REQUEST =>
Copy the data items below verbatim, line for line.

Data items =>
┌──

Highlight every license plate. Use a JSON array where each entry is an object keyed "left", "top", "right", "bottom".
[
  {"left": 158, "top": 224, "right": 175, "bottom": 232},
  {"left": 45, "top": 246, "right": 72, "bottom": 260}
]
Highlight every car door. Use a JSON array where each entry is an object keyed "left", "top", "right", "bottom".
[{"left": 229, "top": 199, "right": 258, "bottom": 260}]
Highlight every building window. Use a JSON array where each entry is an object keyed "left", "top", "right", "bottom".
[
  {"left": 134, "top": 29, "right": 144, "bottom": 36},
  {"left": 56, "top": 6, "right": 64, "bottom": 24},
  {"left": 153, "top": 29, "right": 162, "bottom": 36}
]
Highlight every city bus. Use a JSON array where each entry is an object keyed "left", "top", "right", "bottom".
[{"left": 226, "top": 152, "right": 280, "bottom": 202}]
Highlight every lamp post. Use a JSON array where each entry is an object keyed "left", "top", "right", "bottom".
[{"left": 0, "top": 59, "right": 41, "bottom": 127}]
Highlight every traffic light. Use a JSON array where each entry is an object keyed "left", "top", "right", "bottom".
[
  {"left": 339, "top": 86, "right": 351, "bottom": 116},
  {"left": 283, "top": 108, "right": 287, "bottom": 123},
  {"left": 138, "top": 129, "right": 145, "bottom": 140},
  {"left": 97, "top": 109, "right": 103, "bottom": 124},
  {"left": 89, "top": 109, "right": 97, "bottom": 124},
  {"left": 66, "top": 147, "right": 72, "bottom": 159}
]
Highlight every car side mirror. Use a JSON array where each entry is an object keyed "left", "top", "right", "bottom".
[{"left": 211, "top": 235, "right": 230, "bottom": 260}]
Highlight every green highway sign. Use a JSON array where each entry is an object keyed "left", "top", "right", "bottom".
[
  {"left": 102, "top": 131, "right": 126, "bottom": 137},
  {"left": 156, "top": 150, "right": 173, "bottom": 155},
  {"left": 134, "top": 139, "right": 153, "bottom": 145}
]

└──

RESULT BELOW =>
Highlight every license plate. Use a JSON array where each entry is an object keyed "left", "top", "right", "bottom".
[
  {"left": 158, "top": 224, "right": 175, "bottom": 232},
  {"left": 45, "top": 246, "right": 72, "bottom": 260}
]
Highlight every car door. Use a JSON array where each entry is an object keyed "left", "top", "right", "bottom".
[{"left": 229, "top": 199, "right": 258, "bottom": 260}]
Highlight every building window. Use a JSON array where each entry is an object keyed "left", "top", "right", "bottom".
[
  {"left": 134, "top": 29, "right": 144, "bottom": 36},
  {"left": 56, "top": 6, "right": 64, "bottom": 24},
  {"left": 153, "top": 29, "right": 162, "bottom": 36}
]
Highlight every city bus. Use a JSON array where each entry is an object keyed "left", "top", "right", "bottom".
[{"left": 226, "top": 152, "right": 280, "bottom": 202}]
Highlight every lamp post. Use a JSON array where each entry is an object keyed "left", "top", "right", "bottom".
[{"left": 0, "top": 59, "right": 41, "bottom": 127}]
Highlight every traffic light. Use a JSON array where each entry is an object keyed "left", "top", "right", "bottom".
[
  {"left": 339, "top": 86, "right": 351, "bottom": 116},
  {"left": 283, "top": 108, "right": 287, "bottom": 123},
  {"left": 138, "top": 129, "right": 145, "bottom": 140},
  {"left": 97, "top": 109, "right": 103, "bottom": 124},
  {"left": 89, "top": 109, "right": 97, "bottom": 124},
  {"left": 66, "top": 147, "right": 72, "bottom": 159}
]
Highlight every car side mirror. Use a JSON array where each entry is an object keyed "left", "top", "right", "bottom".
[{"left": 211, "top": 235, "right": 230, "bottom": 260}]
Highlight every green highway sign. Use a JSON array where each entry is an object keyed "left", "top", "right", "bottom".
[
  {"left": 102, "top": 131, "right": 126, "bottom": 137},
  {"left": 156, "top": 150, "right": 173, "bottom": 155},
  {"left": 134, "top": 139, "right": 153, "bottom": 145}
]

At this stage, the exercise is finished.